----- Text to read
It’s Astoria’s turn to voice their concerns about the MTA’s Queens bus redesign proposed plan.

Assemblywoman Aravella Simotas, Senator Jessica Ramos and Community Board 1 will host a feedback session on Friday, Jan. 31. An MTA representative will also be in attendance.

Although the current MTA bus redesign plan is far from complete — they’re currently in the outreach portion of the plan and will have a final proposed plan ready in the spring — Queens residents and lawmakers want to hold the transit agency accountable.

“Northwest Queens cannot afford any cuts in transportation service,” Simotas told QNS. “Our subway stations are not accessible to a significant portion of our community which is why an efficient bus network is vital to our neighborhood.”

The MTA’s redesign plan is an extensive one, but residents can see the full proposed plan on their website at www.new.mta.info/queensbusredesign, as well as a breakdown of each proposed route on their route profiles and use their interactive map (Remix) to see the changes and leave comments.
----------
**Written request**
From the piece on the Queens bus redesign above, pull out the passage starting at "It’s Astoria’s turn" and ending at "be in attendance.", word for word.
----- Supplied material
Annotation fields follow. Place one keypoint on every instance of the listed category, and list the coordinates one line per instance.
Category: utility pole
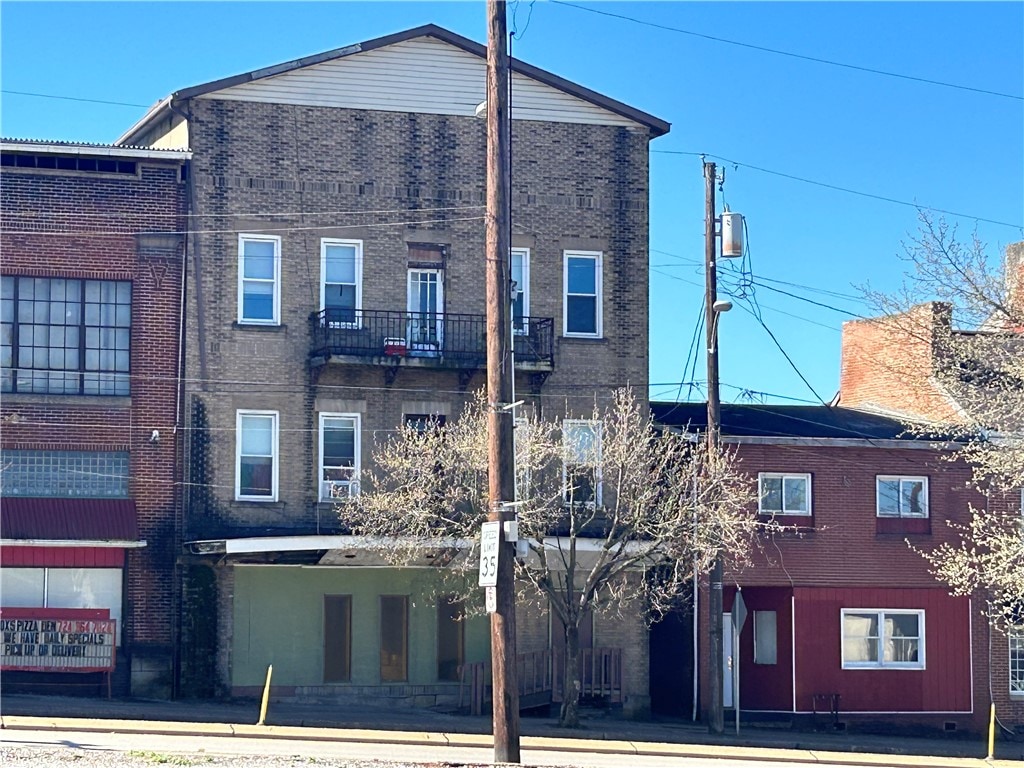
(716, 715)
(501, 479)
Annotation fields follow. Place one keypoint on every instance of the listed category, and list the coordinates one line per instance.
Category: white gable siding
(424, 75)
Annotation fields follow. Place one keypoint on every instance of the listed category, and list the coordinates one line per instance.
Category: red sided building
(92, 245)
(844, 623)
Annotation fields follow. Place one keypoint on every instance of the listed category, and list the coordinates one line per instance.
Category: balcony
(381, 337)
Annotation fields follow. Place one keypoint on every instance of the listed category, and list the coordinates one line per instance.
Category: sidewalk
(373, 723)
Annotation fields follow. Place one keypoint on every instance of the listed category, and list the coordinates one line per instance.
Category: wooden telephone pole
(716, 713)
(501, 477)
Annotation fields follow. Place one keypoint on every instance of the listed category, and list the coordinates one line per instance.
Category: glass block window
(65, 473)
(65, 336)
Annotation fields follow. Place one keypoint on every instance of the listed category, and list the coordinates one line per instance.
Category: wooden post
(716, 712)
(501, 478)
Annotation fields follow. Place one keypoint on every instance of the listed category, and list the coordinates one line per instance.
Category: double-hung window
(582, 462)
(582, 311)
(1017, 662)
(341, 282)
(520, 279)
(783, 494)
(259, 280)
(883, 639)
(902, 497)
(339, 452)
(256, 463)
(65, 336)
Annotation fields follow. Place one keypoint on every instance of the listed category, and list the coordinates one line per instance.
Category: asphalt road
(111, 750)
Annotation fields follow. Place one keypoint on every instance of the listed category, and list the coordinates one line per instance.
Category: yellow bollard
(266, 696)
(991, 731)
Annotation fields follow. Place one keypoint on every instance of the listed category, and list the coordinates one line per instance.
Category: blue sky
(893, 137)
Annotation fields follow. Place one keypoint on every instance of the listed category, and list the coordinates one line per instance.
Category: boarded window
(765, 637)
(451, 638)
(394, 638)
(337, 638)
----------
**Solution to the exercise**
It’s Astoria’s turn to voice their concerns about the MTA’s Queens bus redesign proposed plan.

Assemblywoman Aravella Simotas, Senator Jessica Ramos and Community Board 1 will host a feedback session on Friday, Jan. 31. An MTA representative will also be in attendance.